_Work to do_:
Set down every record once more, exactly as given.

_Data shown_:
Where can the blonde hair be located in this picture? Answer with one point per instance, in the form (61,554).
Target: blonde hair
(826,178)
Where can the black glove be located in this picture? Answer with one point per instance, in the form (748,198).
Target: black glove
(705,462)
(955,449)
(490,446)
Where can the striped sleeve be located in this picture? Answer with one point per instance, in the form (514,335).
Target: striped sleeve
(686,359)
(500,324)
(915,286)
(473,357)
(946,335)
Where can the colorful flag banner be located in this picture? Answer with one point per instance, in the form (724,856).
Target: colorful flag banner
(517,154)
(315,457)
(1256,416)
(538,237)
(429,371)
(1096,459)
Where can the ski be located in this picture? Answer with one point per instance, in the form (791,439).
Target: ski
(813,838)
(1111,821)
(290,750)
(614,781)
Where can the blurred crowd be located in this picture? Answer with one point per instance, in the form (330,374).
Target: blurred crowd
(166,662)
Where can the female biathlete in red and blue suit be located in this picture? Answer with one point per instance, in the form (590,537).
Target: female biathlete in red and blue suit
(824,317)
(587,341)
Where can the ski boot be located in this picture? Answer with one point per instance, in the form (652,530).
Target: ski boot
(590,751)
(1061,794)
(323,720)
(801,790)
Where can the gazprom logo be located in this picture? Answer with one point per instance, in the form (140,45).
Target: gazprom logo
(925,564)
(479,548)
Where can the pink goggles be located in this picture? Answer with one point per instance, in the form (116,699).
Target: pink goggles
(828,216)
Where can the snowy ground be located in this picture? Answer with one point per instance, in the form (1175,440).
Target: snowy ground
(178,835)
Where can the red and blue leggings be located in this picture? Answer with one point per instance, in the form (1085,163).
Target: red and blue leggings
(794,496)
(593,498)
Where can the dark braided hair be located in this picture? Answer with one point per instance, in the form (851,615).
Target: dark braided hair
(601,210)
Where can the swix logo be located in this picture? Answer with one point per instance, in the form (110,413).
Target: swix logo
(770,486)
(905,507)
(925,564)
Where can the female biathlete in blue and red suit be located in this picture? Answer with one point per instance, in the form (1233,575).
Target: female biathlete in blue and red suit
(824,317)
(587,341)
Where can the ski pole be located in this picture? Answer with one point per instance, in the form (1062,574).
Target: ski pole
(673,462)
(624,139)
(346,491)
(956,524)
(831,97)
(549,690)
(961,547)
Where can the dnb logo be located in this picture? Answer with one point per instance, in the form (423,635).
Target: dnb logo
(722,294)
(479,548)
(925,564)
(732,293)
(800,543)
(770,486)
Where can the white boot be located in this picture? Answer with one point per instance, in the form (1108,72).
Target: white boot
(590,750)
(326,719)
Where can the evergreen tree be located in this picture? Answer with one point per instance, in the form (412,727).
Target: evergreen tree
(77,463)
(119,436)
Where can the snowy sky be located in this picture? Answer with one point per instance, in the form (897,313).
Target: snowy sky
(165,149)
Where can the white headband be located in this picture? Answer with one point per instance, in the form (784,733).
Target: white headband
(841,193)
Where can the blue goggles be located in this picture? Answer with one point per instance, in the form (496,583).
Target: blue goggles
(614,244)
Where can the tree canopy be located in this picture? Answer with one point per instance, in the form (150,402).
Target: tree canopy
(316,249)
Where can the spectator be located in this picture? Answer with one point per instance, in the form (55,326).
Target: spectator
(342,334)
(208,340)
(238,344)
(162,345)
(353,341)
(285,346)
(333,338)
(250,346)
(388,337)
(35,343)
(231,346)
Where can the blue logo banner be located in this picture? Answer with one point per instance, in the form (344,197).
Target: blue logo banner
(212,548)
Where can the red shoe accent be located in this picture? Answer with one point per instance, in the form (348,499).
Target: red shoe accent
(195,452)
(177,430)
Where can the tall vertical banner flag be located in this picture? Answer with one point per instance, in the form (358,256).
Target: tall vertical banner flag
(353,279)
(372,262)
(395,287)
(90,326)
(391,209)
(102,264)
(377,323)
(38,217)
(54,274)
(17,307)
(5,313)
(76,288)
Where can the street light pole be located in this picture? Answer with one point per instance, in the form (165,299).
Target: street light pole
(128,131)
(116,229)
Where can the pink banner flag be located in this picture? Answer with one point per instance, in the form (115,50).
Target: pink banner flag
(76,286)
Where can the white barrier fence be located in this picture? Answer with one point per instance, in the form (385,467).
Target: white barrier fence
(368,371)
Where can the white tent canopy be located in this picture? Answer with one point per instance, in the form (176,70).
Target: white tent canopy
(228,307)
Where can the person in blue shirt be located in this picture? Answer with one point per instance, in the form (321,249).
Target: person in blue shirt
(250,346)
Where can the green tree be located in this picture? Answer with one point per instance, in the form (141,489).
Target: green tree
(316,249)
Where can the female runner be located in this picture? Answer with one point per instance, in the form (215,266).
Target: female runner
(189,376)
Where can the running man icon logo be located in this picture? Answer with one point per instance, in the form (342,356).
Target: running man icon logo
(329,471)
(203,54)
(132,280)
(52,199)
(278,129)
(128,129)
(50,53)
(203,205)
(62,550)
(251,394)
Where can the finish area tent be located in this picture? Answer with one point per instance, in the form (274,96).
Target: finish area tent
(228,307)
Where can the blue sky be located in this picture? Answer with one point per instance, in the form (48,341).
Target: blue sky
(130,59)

_Response to this exercise_:
Where can the blonde hair be located in this picture? Answer with one point per instance, in the form (61,554).
Target: blonde hair
(826,178)
Where can the black glove be located in this picture? Answer with one point per instance, in the form (748,198).
Target: black glove
(705,462)
(955,449)
(490,446)
Where can the striped sleeve be located in this picture? Answer with one point per instance, in the form (514,335).
Target: striped sleeve
(686,359)
(500,324)
(915,286)
(473,357)
(946,335)
Where can the colorful flag banner be located in this picture? Answer with one point per instance, in the form (724,856).
Target: colorful flag banner
(517,154)
(315,457)
(1256,416)
(538,237)
(429,371)
(1096,459)
Where can the ski be located in this picture? Answer with one point per instance, in the form (791,439).
Target: ski
(813,838)
(1111,821)
(290,750)
(614,781)
Where can the blurred crowd be located in this picture? Answer with one point per instance, in the form (330,374).
Target: blurred crowd
(166,662)
Where can the female biathlete in red and blue suit be located in this picture? Answer with one point per instance, in the form (590,537).
Target: female biathlete in red and blue suit
(824,317)
(587,341)
Where can the ski boot be located in this picture? Answer with one point per instance, in the form (652,530).
Target: ski boot
(590,751)
(1061,794)
(323,720)
(801,790)
Where can the gazprom logo be located in this picture? Answer with one point per instance, in the form (140,45).
Target: gazprom logo
(925,564)
(479,548)
Where can the pink goggles be located in this picture? Answer with one point per instance, in the form (116,699).
Target: pink goggles
(828,216)
Where can the snowy ground be located in this picture? Answer with one point per instance, in the form (1175,440).
Target: snowy ground
(178,835)
Where can the red and blue leggings be located in this picture? Answer with one point per instance, in the form (1085,163).
Target: red and blue leggings
(794,496)
(593,498)
Where can the dark braided hair be located in this picture? Answer with one point per instance, in the form (851,615).
Target: dark braided hair
(601,210)
Where can the swix logo be located in this picture? Answer with one point per instance, in the form (110,413).
Target: swix logo
(770,486)
(905,507)
(925,564)
Where can the female biathlete in blue and red suit be located in this picture? Answer with one point per instance, in the form (1233,575).
Target: female biathlete in blue and red suit
(824,317)
(587,341)
Where can the ski pole be located in this picture? Answer with one point per instance, in the form (1062,574).
Target: ski pole
(673,462)
(624,139)
(346,491)
(956,524)
(831,97)
(549,690)
(961,547)
Where can the dnb logo be located in this picture? Answer with one point per instance, in the form (423,635).
Target: dnb logo
(722,294)
(479,548)
(925,564)
(732,293)
(800,543)
(770,486)
Where can the white boot be located in this picture? Answer with one point per instance, in the form (1108,72).
Target: white boot
(590,750)
(326,719)
Where can the evergreen tree be located in this picture? Answer with one point per instance, in the form (412,727).
Target: evergreen tree
(77,463)
(119,436)
Where can the snowy sky be located in this picture? Answer with one point per instance, in the form (897,313).
Target: snowy sky
(165,149)
Where can the white headband be located in this picture? Answer with one point per instance, in the form (784,733).
Target: white headband
(841,193)
Where can the blue goggles be located in this picture? Answer with one point per instance, in the form (496,583).
Target: blue goggles
(614,244)
Where can the tree canopy be located in this picture? Answer with one point per instance, in the form (150,402).
Target: tree canopy
(316,249)
Where can the spectator be located in this picture? Answer with one point per instance, in the form (55,326).
Target: spectator
(342,334)
(208,340)
(238,344)
(162,345)
(353,341)
(285,346)
(333,338)
(250,346)
(388,337)
(35,343)
(231,346)
Where can the blue logo banner be located in this picture? Answer with one point per instance, in the form (344,197).
Target: blue logo banner
(212,548)
Where can the red shoe accent be located in this picture? Answer with one point per instance, in the form (348,499).
Target: red shoe accent
(195,452)
(177,430)
Where can the tall vertical banner flag be located in this picture? Answer with one point per instance, in the form (358,256).
Target: tall vertical banner flag
(353,279)
(372,262)
(395,287)
(90,326)
(391,209)
(102,264)
(377,323)
(38,217)
(54,274)
(17,307)
(5,313)
(76,288)
Where can the street light pole be located in this picture? Answer with one point per instance, in the form (165,299).
Target: street light pole
(128,131)
(116,229)
Where can the pink banner flag be located in this picture? Answer with one point per instance, in the form (115,50).
Target: pink banner flag
(76,286)
Where can the white barrier fence be located in this picture? Answer with one point per instance, in the form (385,467).
Target: white barrier fence
(368,371)
Where can the white tent canopy be located in this picture? Answer with one point per instance, in the form (176,70).
Target: white tent canopy
(228,307)
Where can the person in blue shirt be located in this picture? Answer with one point per instance, in the form (321,249).
Target: person in blue shirt
(250,346)
Where can the green tree be located in this picture? Answer with one point per instance, in the form (141,489).
Target: green tree
(316,249)
Where can the female runner be located in this picture? Answer with one point per instance, in the form (215,266).
Target: female runner
(189,376)
Where can the running man icon logo be located in this picture? Answer with one point per instance, in the form (342,356).
Target: running man icon logo
(329,471)
(203,54)
(132,280)
(52,199)
(278,129)
(128,129)
(50,53)
(203,205)
(62,550)
(251,394)
Where can the finish area tent be located in this picture? Answer with one point per instance, in the form (274,96).
Target: finish area tent
(228,307)
Where can the blue sky be located in this picture? Answer with one point per instance, in the form (48,341).
Target: blue sky
(130,59)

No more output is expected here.